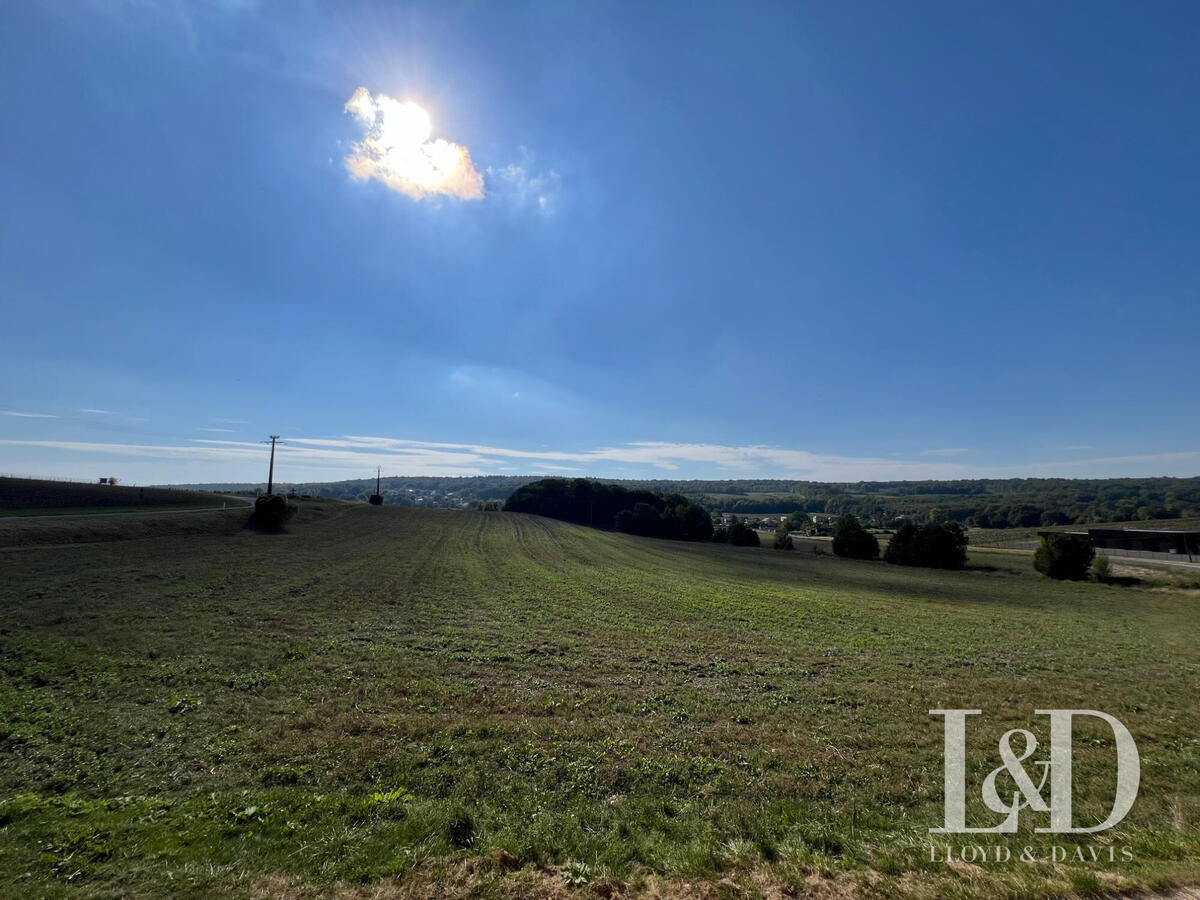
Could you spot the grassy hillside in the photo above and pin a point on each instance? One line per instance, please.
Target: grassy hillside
(425, 702)
(35, 497)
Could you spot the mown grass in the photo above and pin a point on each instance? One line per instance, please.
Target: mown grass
(493, 703)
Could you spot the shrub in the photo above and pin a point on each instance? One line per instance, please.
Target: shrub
(743, 535)
(783, 538)
(1065, 557)
(937, 545)
(851, 540)
(271, 513)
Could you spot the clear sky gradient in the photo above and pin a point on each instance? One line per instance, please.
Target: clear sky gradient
(827, 240)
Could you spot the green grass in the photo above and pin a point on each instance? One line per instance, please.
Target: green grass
(993, 537)
(207, 503)
(493, 703)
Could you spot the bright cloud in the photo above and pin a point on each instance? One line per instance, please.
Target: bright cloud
(396, 149)
(351, 456)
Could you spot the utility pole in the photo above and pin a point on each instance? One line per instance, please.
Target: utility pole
(377, 497)
(270, 472)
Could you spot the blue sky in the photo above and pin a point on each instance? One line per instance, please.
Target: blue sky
(827, 241)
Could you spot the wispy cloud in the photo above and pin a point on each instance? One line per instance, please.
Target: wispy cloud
(349, 456)
(396, 149)
(525, 186)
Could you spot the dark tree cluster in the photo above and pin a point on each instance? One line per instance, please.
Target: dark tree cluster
(937, 545)
(1063, 557)
(850, 539)
(606, 505)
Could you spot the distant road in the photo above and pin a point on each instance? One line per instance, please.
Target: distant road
(240, 503)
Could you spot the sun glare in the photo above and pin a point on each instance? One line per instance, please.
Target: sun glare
(397, 150)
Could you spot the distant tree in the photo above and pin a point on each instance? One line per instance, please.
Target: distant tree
(743, 535)
(1065, 557)
(937, 545)
(783, 538)
(851, 540)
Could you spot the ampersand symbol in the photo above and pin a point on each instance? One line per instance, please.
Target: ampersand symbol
(1024, 783)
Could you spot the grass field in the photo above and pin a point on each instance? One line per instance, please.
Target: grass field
(35, 497)
(393, 702)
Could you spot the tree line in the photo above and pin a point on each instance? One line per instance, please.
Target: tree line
(607, 505)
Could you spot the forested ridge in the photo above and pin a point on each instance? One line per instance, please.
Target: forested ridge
(982, 503)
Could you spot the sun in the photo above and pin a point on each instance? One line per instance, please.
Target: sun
(397, 150)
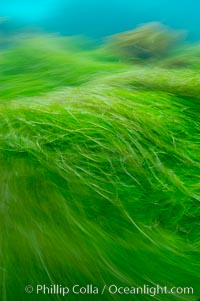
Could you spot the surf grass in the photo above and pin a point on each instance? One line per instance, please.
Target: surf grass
(99, 185)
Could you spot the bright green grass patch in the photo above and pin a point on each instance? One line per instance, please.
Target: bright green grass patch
(99, 185)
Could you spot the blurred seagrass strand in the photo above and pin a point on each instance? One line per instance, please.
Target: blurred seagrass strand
(147, 42)
(99, 186)
(99, 171)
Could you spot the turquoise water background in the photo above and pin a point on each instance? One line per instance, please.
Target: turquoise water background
(101, 17)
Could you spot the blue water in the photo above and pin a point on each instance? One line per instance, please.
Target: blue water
(99, 18)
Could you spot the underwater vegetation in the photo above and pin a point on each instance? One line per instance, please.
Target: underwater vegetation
(99, 169)
(148, 41)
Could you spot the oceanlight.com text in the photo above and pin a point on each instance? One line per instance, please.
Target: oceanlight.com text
(112, 289)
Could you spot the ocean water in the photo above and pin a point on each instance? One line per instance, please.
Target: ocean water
(99, 150)
(101, 17)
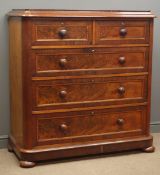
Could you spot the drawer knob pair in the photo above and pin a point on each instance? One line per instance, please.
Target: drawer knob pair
(121, 90)
(123, 32)
(63, 62)
(120, 121)
(62, 33)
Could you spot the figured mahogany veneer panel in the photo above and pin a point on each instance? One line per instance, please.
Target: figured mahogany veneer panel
(90, 124)
(76, 61)
(61, 32)
(122, 32)
(64, 92)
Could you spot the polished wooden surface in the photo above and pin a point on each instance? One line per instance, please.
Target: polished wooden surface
(16, 106)
(80, 13)
(84, 82)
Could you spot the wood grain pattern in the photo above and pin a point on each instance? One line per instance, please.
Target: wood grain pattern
(92, 125)
(89, 90)
(16, 107)
(48, 31)
(80, 82)
(108, 32)
(78, 61)
(80, 13)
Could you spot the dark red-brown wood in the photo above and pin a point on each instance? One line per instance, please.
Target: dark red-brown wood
(80, 83)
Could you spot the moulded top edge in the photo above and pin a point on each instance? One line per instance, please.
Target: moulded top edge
(78, 13)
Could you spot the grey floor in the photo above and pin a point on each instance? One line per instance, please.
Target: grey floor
(130, 163)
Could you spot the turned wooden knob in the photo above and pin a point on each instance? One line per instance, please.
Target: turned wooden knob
(121, 90)
(63, 127)
(122, 60)
(120, 121)
(92, 50)
(123, 32)
(63, 94)
(63, 62)
(62, 33)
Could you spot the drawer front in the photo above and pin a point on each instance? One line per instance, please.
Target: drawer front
(91, 124)
(61, 32)
(77, 61)
(83, 91)
(122, 32)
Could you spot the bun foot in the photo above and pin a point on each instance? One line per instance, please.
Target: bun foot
(150, 149)
(26, 164)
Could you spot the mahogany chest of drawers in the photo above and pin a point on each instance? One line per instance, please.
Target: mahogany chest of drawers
(80, 83)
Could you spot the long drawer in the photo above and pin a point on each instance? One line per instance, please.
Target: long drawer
(65, 62)
(79, 92)
(90, 125)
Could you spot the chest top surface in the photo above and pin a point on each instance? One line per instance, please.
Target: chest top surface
(79, 13)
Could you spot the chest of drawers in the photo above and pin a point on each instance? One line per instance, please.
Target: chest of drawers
(80, 83)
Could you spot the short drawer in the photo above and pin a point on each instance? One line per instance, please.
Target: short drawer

====

- [Task directions]: Reproduce every entry word for word, but skip any pictures.

- [Result of the task]:
Could you spot the grassy hillside in the photo above and pin a point on each instance? One line per instance, please.
Target: grassy hillside
(425, 702)
(35, 497)
Could you spot the mown grass in the photo above and pin a point on each instance? One line per instance, please.
Target: mown grass
(493, 703)
Could you spot the shrub in the photo above and pin a point on each instance? One line per instance, please.
Target: shrub
(743, 535)
(783, 538)
(1065, 557)
(937, 545)
(851, 540)
(271, 513)
Could you spot the clear sky gradient in the photo above and pin a point on each instance? One line per instance, please.
Target: clear sky gradient
(827, 240)
Could you spot the green grass in the photo above and pin a point on each instance? One line per instance, please.
Target: green grass
(993, 537)
(207, 503)
(493, 703)
Could you spot the bright cloud in the photo above and pin a point on each instance? One line per instance, please.
Target: bright cloud
(396, 149)
(351, 456)
Could you spot the utility pole in the photo above and pin a point on each instance? One line per instance, please.
Target: utility pole
(377, 497)
(270, 472)
Could you spot the blue sky in the photo above and pin a point on each instance? One line per instance, please.
Target: blue sky
(827, 241)
Could you spot the wispy cloud in the photo above and pin a point on each instance? One line per instance, please.
Target: wispy cloud
(349, 456)
(396, 149)
(525, 186)
Could you spot the dark tree cluster in the photo above and pin a point on each instance? One line per instance, please.
Target: dark tree cluster
(937, 545)
(1063, 557)
(850, 539)
(606, 505)
Could you spot the distant road in the photo above and pin a point on each instance? One line per instance, please.
Target: distant road
(240, 503)
Could you spot the sun glare in the photo above and pin a point on each instance? One line per instance, please.
Target: sun glare
(397, 150)
Could you spot the distant tree in the photo above and pin a point on each instance? One line per instance, please.
Target: distant tree
(743, 535)
(1065, 557)
(937, 545)
(783, 538)
(851, 540)
Could you spot the ampersand symbol in the photo above and pin a point on each instance? One line per instance, please.
Target: ampersand symbol
(1024, 783)
Could you spot the grass field in the photo above and pin a point on each instance? One line per instance, please.
Target: grass field
(35, 497)
(393, 702)
Could you spot the tree line in the photo above and pin a point on each instance? One line per instance, please.
Target: tree line
(607, 505)
Could you spot the forested ridge in the photo above and pin a point on each instance? One line per instance, please.
Target: forested ridge
(982, 503)
Could you spot the sun in the photo above and pin a point on each instance? One line per instance, please.
Target: sun
(397, 150)
Could you spot the surf grass in the photo above and pin a point on each instance? One line per instance, please.
Target: surf grass
(99, 185)
Could you spot the bright green grass patch in the photo above and pin a point on each instance? One line per instance, please.
Target: bright green grass patch
(99, 185)
Could you spot the blurred seagrass strand in the photo above and pin a point on each instance? One line per instance, please.
Target: blurred seagrass strand
(147, 42)
(99, 186)
(99, 171)
Could you spot the turquoise water background in the photo above and pin a point on each instance? One line per instance, please.
Target: turquoise water background
(101, 17)
Could you spot the blue water in the photo above and pin a point on each instance? One line per instance, please.
Target: blue water
(99, 18)
Could you spot the underwater vegetation in the photo above and pin a point on each instance? One line per instance, please.
Target: underwater vegetation
(99, 169)
(148, 41)
Could you spot the oceanlight.com text in the photo above and pin a point on each instance? One line per instance, please.
Target: oceanlight.com text
(112, 289)
Could you spot the ocean water in the photo above and pin a point on each instance? One line per instance, please.
Target: ocean water
(99, 150)
(101, 17)
Could you spot the drawer knob pair in the photo above and pin a point on each instance? One line per instance, please.
Target: drawer knob pair
(121, 90)
(123, 32)
(63, 62)
(120, 121)
(62, 33)
Could you spot the figured mahogany veneer panel in the photo above and pin a point on each instance? One line per instance, please.
Target: figured mahogany veneer panel
(90, 124)
(76, 61)
(61, 32)
(122, 32)
(64, 92)
Could you spot the polished wooden surface in the photo above and pin a point on each instance? One line per instance, please.
Target: polished wooden surface
(16, 106)
(80, 13)
(84, 82)
Could you spot the wood grain pattern in the photo above and pin a point on each instance? One line per instance, please.
Target: wood grain pattern
(92, 125)
(89, 90)
(16, 107)
(48, 31)
(80, 82)
(108, 32)
(78, 61)
(80, 13)
Could you spot the dark red-brown wood in the photo above and pin a point on each instance? One line per instance, please.
Target: dark red-brown wood
(80, 83)
Could you spot the moulded top edge in the photo above and pin a point on each instance? One line per instance, please.
Target: moulded top edge
(78, 13)
Could you spot the grey floor in the photo above and pin a point on each instance? One line per instance, please.
Target: grey floor
(130, 163)
Could you spot the turned wooden knob in the photo above and pin a point on each instance? One line per instance, please.
Target: turned wooden knob
(121, 90)
(63, 127)
(122, 60)
(120, 121)
(92, 50)
(123, 32)
(63, 94)
(63, 62)
(62, 33)
Could you spot the drawer front in the photo above and pin a point on each instance? One line per instance, please.
Target: drawer front
(91, 124)
(61, 32)
(77, 61)
(83, 91)
(122, 32)
Could you spot the bun foot in the photo above and pin a point on each instance? One line per instance, please.
Target: bun foot
(150, 149)
(26, 164)
Could you spot the mahogany chest of drawers in the photo above and pin a point on each instance? One line per instance, please.
Target: mahogany chest of drawers
(80, 83)
Could you spot the long drawer in the photo above and pin a point on each instance? One line per instance, please.
Target: long drawer
(65, 62)
(79, 92)
(90, 125)
Could you spot the chest top surface in the photo above and pin a point on each instance? One line per instance, please.
Target: chest top surface
(79, 13)
Could you spot the chest of drawers in the photo above and pin a point on each instance? One line per instance, please.
Target: chest of drawers
(80, 83)
Could you spot the short drawer in the photo above and pin a point on each instance? One line per instance, please.
Target: short drawer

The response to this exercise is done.